Information supplied:

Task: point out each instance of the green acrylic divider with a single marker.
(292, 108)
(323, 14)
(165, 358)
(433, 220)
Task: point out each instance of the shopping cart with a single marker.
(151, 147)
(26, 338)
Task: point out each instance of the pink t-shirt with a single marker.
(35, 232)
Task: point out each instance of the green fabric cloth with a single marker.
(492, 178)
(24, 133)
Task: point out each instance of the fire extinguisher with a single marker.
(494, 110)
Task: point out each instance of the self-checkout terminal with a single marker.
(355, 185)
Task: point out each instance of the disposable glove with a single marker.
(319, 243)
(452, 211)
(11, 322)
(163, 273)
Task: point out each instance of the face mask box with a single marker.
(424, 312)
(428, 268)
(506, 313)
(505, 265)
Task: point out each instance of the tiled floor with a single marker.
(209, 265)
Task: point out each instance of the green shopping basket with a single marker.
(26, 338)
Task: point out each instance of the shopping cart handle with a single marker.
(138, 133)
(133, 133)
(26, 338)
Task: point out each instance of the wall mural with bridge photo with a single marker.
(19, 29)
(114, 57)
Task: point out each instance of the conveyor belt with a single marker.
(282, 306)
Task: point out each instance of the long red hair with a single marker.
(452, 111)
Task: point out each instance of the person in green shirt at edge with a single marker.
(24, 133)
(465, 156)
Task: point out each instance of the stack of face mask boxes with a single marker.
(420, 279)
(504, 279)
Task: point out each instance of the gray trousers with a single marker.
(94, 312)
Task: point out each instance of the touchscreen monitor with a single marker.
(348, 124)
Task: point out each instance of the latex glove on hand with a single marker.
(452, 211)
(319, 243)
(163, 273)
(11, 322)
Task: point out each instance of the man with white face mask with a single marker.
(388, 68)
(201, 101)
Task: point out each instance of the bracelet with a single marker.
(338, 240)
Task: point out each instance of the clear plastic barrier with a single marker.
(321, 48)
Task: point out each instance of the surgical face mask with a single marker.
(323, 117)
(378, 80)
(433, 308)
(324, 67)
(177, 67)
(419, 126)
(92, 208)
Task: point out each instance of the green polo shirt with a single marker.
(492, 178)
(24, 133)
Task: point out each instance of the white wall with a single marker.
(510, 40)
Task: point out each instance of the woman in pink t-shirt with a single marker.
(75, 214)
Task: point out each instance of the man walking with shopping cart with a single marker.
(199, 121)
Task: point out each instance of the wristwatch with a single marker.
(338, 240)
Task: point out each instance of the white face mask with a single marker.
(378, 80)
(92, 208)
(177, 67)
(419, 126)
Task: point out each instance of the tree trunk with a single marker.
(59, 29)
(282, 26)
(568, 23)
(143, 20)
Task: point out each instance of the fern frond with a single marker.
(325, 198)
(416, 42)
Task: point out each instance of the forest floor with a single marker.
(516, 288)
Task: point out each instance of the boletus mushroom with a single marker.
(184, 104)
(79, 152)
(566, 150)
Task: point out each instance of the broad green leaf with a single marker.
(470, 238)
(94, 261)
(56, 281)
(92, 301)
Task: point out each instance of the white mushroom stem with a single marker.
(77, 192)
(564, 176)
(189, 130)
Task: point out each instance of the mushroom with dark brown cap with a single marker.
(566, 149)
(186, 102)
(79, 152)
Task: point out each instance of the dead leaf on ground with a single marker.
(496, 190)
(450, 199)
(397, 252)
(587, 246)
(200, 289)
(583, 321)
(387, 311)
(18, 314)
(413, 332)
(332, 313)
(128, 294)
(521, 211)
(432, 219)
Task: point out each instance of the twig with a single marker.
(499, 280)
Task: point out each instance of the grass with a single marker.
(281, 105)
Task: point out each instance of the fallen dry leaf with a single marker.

Your task: Your task is to repeat the data exactly; please include every line.

Problem solution:
Task: point out each instance of the green acrylic divider with a single marker.
(292, 108)
(323, 14)
(165, 358)
(433, 220)
Task: point out each instance of the shopping cart with a single marker.
(151, 147)
(26, 338)
Task: point out each instance of the pink t-shirt with a single marker.
(35, 232)
Task: point out each instance of the green fabric cloth with a single marker.
(492, 178)
(24, 133)
Task: point out each instance of the fire extinguisher with a single marker.
(494, 110)
Task: point out each instance of the self-checkout terminal with a single marker.
(355, 185)
Task: point out each instance of the disposable glove with a single marker.
(319, 243)
(452, 211)
(11, 322)
(163, 273)
Task: point out each instance of the face mask box with a single marker.
(424, 312)
(428, 268)
(506, 313)
(505, 265)
Task: point out each instance of the tiled floor with a single marker.
(209, 265)
Task: point out each instance of the green shopping basket with a single marker.
(26, 338)
Task: point out each instance of the shopping cart handle with a single marker.
(138, 133)
(133, 133)
(26, 338)
Task: point out each instance of the wall mural with bridge photo with a single marker.
(19, 29)
(114, 57)
Task: point out each instance of the conveyor belt with a single marker.
(282, 306)
Task: point out each instance of the long red hair with a single marker.
(452, 111)
Task: point out each instance of the person in green shirt at edge with a single marker.
(24, 133)
(465, 156)
Task: point out each instance of the stack of face mask boxes with a single marker.
(420, 279)
(504, 279)
Task: point out each instance of the gray trousers with a single marker.
(94, 312)
Task: point out each instance of the touchscreen monitor with a single marker.
(348, 124)
Task: point out each instance of the latex glove on hand with a single marker.
(452, 211)
(319, 243)
(163, 273)
(11, 322)
Task: point out each instance of the man with white face mask with a single marker.
(388, 68)
(201, 101)
Task: point out each instance of the bracelet with a single marker.
(338, 240)
Task: point out each instance of the clear plastic barrier with a single marker.
(321, 48)
Task: point out each instance of the surgical face mask with a single marker.
(323, 117)
(378, 80)
(433, 308)
(324, 67)
(177, 67)
(419, 126)
(92, 208)
Task: point out each instance of the green polo shirt with a single marker.
(492, 178)
(24, 133)
Task: point out each instance of the white wall with a single marker.
(510, 40)
Task: point out each instance of the woman in pink t-shirt with a single marker.
(75, 214)
Task: point out each instance of the man walking with shopping cart with a single marker.
(199, 121)
Task: point out each instance of the wristwatch with a single marker.
(338, 240)
Task: point out each instance of the white face mask with a single marker.
(378, 80)
(92, 208)
(177, 67)
(419, 126)
Task: point out each instance of the tree trunk with a single marker.
(59, 29)
(282, 26)
(568, 23)
(143, 20)
Task: point out each instance of the fern frond with a single marker.
(325, 198)
(416, 42)
Task: point out each instance of the forest floor with a single marker.
(516, 288)
Task: point out each instance of the boletus mushroom with a single marker.
(184, 104)
(79, 152)
(566, 150)
Task: point out each instance of the broad green leaf with a single marker.
(470, 238)
(94, 261)
(56, 281)
(92, 301)
Task: point out each instance of the white mushroom stem with a single marker.
(77, 192)
(564, 176)
(189, 130)
Task: point out each instance of the mushroom with dark brown cap with a single marker.
(566, 149)
(186, 102)
(79, 152)
Task: point out each instance of the dead leaf on ground with a single marker.
(496, 190)
(450, 199)
(397, 252)
(587, 246)
(200, 289)
(583, 321)
(387, 311)
(18, 314)
(413, 332)
(332, 313)
(128, 294)
(521, 211)
(432, 219)
Task: point out each instance of the twig with a single marker.
(499, 280)
Task: point out each instance of the grass with a single marker.
(281, 105)
Task: point out each instance of the fallen dry leaf with a single marker.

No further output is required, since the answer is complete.